--- BEGIN EXCERPTED TEXT ---

I wanted to see Ridley Scott’s Gladiator II to go full Reubens mode over Paul Mescal’s thighs but I decided to keep myself unarrested and planned an outing with my friend internet (and now real-life) buddy
The plot, from Wikipedia because it’s Thanksgiving weekend and I am much like Garfield, entirely made of lasagna rn and therefore too stuffed to care1:
“Sixteen years after the death of Marcus Aurelius, Rome is ruled by the corrupt twin emperors Geta and Caracalla. Aurelius's grandson, Lucius Verus, lives under the alias "Hanno" with his wife Arishat in the North African kingdom of Numidia. The Roman army led by General Acacius invades and conquers the kingdom, killing Arishat and enslaving Lucius. Shipped to Ostia, the new slaves are advertised as potential gladiators and forced to fight feral baboons. Lucius savagely kills a baboon, impressing the stable master Macrinus, who promises Lucius an opportunity to kill Acacius if he wins enough fights in Rome.”
Here be spoilers, although we totally left the arm out. Good on us!
Tara: Okay. Most important thing first. What happened to my good bitch Dondas at the end? Did she take the small, furred knee to Paul Mescal? Or did she stand to him and fight for her dominion, because with Macrinus’ fall and Cavatelli or whatever the fuck his name was getting shanked in the ear…crown is hers. Laurels are hers!!!
Jayson: Dondas, who is the pet monkey that the Emperor Caracalla owns, is going to be sent to the physical world of nature again. No need for her to be in debt to Paul Mescal’s Lucius. Allow her to thrive on her own finally. It is the least any of these guys can do.
Tara: I hope they at least send her off with her little wardrobe so she can stunt on the hoes of the forest. It was very important for me to give her her Roman flowers. Which are probably just…leaves? But the person who most deserves their wreaths is of course Denzel. Let’s talk Denzel. This is not a Paul Mescal picture, this is a two-hander between Ridley Scott and Denzel Ass Washington. Go.
Jayson: Early in his scenes in Gladiator II, Denzel tilts his head watching Paul Mescal fight some feral baboons, as if he sees something enticing in Mescal’s Lucius. The viewer is watching him watch someone else and it is more riveting than the fight itself. The most fulfilling aspect of this movie is watching Denzel’s Macrinus carve a lane for himself in the same cruel and inhumane system that once enslaved him. The fact that he is the only Black man in Rome adds to this. It’s truly a strong supporting role by him, and it would be the best performance of some people’s careers. Moreover, because Denzel is perhaps the most talented, and brilliant actor of all-time, it might not even be in the top thirty. He’s that good.

--- END EXCERPTED TEXT ---
--- BEGIN STORED DATA ---

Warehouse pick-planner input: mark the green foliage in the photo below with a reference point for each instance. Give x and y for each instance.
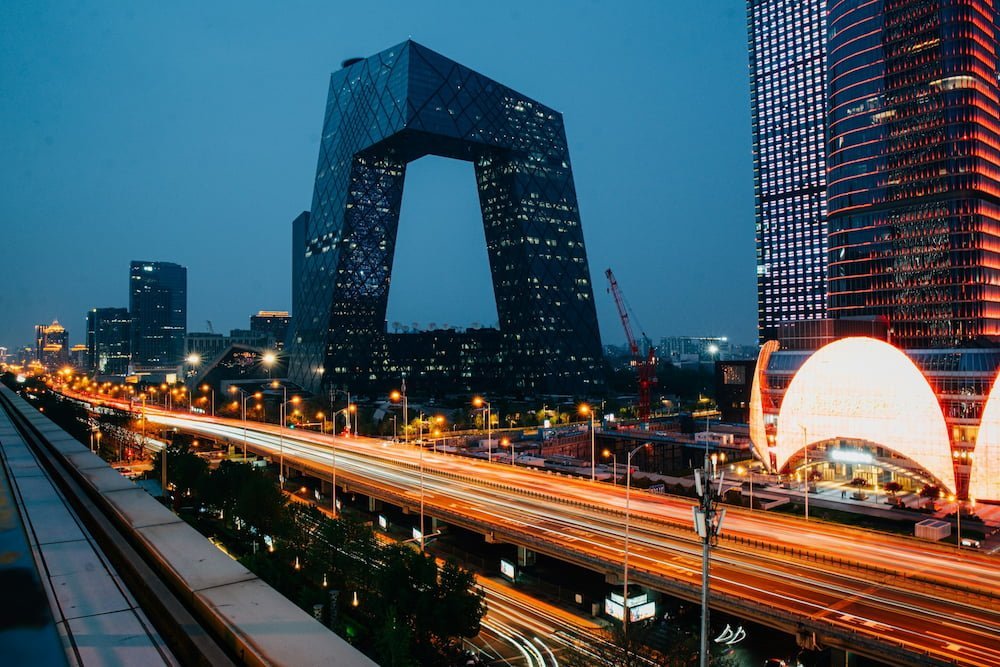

--- END STORED DATA ---

SET EXERCISE:
Please answer these questions on the Gladiator II review, one per line:
1. Which general leads the Roman army that invades Numidia?
2. What is the name of Emperor Caracalla's pet monkey?
3. Which character does Denzel Washington play?
The data has no connection to the text.

EXPECTED ANSWER:
1. Acacius
2. Dondas
3. Macrinus